# start of AVAILABLE DATA

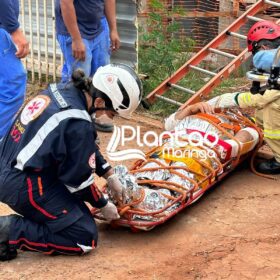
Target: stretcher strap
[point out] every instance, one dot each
(201, 182)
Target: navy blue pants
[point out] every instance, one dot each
(53, 220)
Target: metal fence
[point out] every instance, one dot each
(45, 60)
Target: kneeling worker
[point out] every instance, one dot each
(48, 159)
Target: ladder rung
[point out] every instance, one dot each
(187, 90)
(203, 70)
(234, 34)
(222, 53)
(272, 3)
(254, 18)
(169, 100)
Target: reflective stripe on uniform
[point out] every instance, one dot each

# end of AVAILABLE DATA

THE PROBLEM:
Reproduce every line of the listing above word for word, leaving out the pictures.

SOLUTION FOR THIS TASK:
Target: stretcher strap
[point out] every instance, one dot each
(201, 182)
Target: navy blue pants
[point out] every instance, one dot each
(53, 220)
Target: metal fence
[point out] every instance, one dot each
(45, 60)
Target: kneeling worker
[point out] every instance, one dot each
(48, 159)
Target: ladder rung
[point out] every instance, one dot each
(187, 90)
(203, 70)
(234, 34)
(222, 53)
(272, 3)
(254, 18)
(169, 100)
Target: reflective stripe on uniform
[point out] every instance, one dot each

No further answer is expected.